* [Work request]: All lines in the material below that contain "distant" should be located and copied.

* [Records for processing]:
++++++
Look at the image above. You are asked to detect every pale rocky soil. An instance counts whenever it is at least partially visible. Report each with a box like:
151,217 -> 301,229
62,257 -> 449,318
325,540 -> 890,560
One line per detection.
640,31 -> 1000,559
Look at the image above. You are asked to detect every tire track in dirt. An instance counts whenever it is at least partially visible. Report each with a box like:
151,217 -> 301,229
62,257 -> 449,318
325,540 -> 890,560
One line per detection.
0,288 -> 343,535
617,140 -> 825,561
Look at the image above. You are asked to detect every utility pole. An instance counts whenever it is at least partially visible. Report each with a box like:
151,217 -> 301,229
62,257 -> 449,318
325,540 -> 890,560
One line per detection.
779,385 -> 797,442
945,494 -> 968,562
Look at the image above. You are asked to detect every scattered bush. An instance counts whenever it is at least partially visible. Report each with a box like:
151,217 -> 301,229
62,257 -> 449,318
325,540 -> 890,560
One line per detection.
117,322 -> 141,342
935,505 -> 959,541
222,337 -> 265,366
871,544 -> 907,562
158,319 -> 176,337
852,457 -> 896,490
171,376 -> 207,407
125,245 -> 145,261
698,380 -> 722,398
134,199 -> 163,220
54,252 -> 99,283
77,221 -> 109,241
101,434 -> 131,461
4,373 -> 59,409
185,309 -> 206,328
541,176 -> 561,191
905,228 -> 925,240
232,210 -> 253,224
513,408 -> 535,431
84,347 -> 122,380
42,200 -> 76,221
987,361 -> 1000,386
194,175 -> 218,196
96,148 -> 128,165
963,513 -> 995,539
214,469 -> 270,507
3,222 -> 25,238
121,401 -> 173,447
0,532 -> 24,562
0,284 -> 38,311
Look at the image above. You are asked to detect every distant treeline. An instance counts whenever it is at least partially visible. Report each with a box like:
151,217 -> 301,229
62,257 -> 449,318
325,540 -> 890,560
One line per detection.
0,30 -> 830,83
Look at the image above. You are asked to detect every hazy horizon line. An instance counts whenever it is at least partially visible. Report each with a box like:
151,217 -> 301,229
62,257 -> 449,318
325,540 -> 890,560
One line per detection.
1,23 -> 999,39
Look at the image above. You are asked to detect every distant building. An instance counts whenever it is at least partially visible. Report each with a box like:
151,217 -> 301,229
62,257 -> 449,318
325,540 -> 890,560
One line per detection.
++++++
* [Task solution]:
Look at the image above. You are asked to detect every distant treeline. An instance counts whenever it is at least partially visible. Report each with a box like:
Look at the image above. You are asked to detect every distant building. An instance counts whenever it is at least partially visible. Report each with a box like:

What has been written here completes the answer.